TRECHO APRESENTADO:
Sobre ágio, agiota e agiotagem (primeira parte)

Des. Ricardo Dip

 Diz Antônio Geraldo da Cunha, no autorizado Dicionário etimológico Nova Fronteira, que o vernáculo «ágio» provém do italiano decimonônico aggio (i.e., o acrescentado), noticiando ainda a sucessiva palavra francesa agiotage. Aponta o autor a acepção original de aggio como «a diferença entre o valor nominal e o valor real da moeda». Essa acepção pode tomar-se à conta de prius analógico do termo «ágio», que foi acolhendo vários sentidos, sempre de algum modo referíveis a uma diferença valorativa de caráter econômico: «ágio» também significa «desconto», «bonificação», «comissão» e «juros». Do mesmo vocábulo «ágio» derivam as palavras «agiota» (especulador, usuário) e «agiotagem» (abusiva especulação financeira, mormente a monetária).

Nosso Código civil de 1916 aludiu ao ágio no § 3º de seu art. 947, dispositivo que não se reproduziu no Código civil de 2002. Lia-se ali: «Quando o devedor incorrer em mora e o ágio tiver variado entre a data do vencimento e a do pagamento, o credor pode optar por um deles, não se havendo estipulado câmbio fixo».

AMOSTRA DOS DADOS:
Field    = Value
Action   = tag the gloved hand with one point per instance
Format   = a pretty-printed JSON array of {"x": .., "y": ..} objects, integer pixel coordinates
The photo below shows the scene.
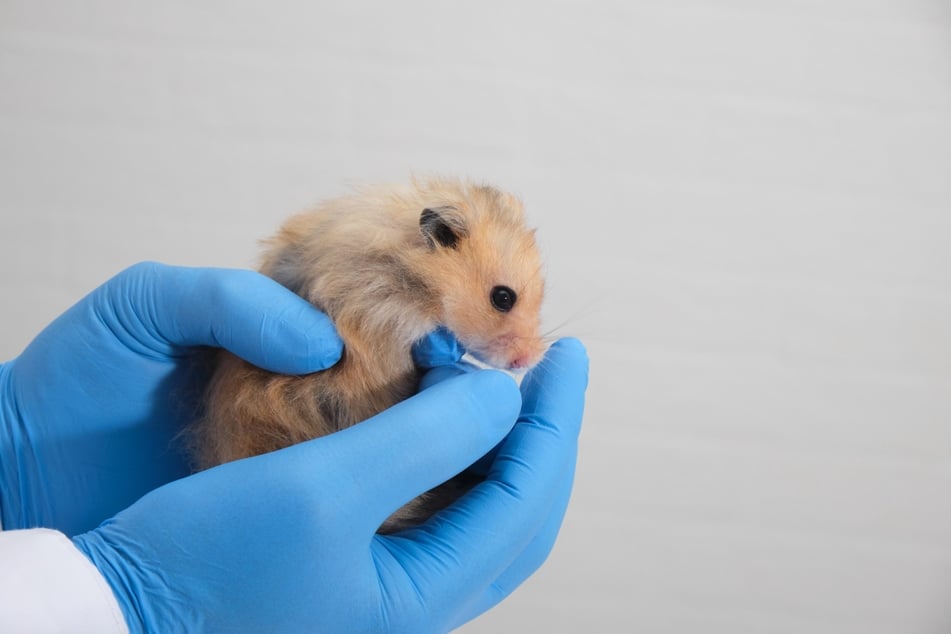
[
  {"x": 89, "y": 412},
  {"x": 286, "y": 542}
]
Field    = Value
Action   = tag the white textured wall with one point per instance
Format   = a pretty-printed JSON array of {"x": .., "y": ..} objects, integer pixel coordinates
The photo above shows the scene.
[{"x": 746, "y": 212}]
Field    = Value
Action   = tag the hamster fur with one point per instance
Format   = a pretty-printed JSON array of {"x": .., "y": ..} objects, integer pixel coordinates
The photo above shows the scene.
[{"x": 388, "y": 265}]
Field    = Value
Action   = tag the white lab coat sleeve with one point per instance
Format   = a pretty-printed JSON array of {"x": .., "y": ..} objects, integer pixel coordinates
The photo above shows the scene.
[{"x": 47, "y": 585}]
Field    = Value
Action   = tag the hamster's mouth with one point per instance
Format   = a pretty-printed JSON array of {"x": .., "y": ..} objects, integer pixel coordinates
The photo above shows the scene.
[{"x": 507, "y": 353}]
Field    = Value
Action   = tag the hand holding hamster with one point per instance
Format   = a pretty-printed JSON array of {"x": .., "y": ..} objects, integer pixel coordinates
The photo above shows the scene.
[
  {"x": 89, "y": 400},
  {"x": 387, "y": 264}
]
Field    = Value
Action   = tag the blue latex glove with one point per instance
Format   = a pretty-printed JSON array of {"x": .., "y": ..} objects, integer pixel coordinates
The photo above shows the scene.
[
  {"x": 90, "y": 410},
  {"x": 286, "y": 542}
]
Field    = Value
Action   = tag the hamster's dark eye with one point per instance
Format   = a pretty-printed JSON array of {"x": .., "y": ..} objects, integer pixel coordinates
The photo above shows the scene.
[{"x": 503, "y": 298}]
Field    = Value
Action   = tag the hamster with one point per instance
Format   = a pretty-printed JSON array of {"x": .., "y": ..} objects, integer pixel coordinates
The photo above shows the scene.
[{"x": 388, "y": 265}]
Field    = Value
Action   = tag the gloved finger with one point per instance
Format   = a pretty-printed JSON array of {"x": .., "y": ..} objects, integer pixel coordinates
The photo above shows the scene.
[
  {"x": 478, "y": 538},
  {"x": 441, "y": 373},
  {"x": 440, "y": 347},
  {"x": 415, "y": 445},
  {"x": 243, "y": 311},
  {"x": 527, "y": 562}
]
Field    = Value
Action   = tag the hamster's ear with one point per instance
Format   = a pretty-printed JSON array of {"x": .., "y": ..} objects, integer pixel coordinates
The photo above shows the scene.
[{"x": 442, "y": 226}]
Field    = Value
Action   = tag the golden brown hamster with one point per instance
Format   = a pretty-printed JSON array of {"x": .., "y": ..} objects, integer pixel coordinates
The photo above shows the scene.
[{"x": 388, "y": 264}]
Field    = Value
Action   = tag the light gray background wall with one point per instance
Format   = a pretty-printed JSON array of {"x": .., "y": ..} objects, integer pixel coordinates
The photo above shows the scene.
[{"x": 745, "y": 212}]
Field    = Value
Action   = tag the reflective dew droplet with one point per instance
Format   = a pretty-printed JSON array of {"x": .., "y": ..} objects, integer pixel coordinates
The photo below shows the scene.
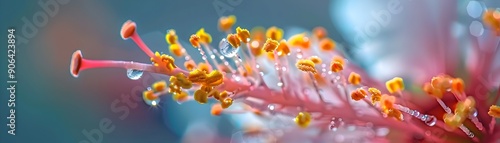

ENUNCIADO:
Transcreva do trecho sobre o ágio a passagem que começa em "Des. Ricardo Dip" e segue até "mormente a monetária).". Os registros não têm relação alguma com o trecho.

RESULTADO DA TAREFA:
Des. Ricardo Dip

 Diz Antônio Geraldo da Cunha, no autorizado Dicionário etimológico Nova Fronteira, que o vernáculo «ágio» provém do italiano decimonônico aggio (i.e., o acrescentado), noticiando ainda a sucessiva palavra francesa agiotage. Aponta o autor a acepção original de aggio como «a diferença entre o valor nominal e o valor real da moeda». Essa acepção pode tomar-se à conta de prius analógico do termo «ágio», que foi acolhendo vários sentidos, sempre de algum modo referíveis a uma diferença valorativa de caráter econômico: «ágio» também significa «desconto», «bonificação», «comissão» e «juros». Do mesmo vocábulo «ágio» derivam as palavras «agiota» (especulador, usuário) e «agiotagem» (abusiva especulação financeira, mormente a monetária).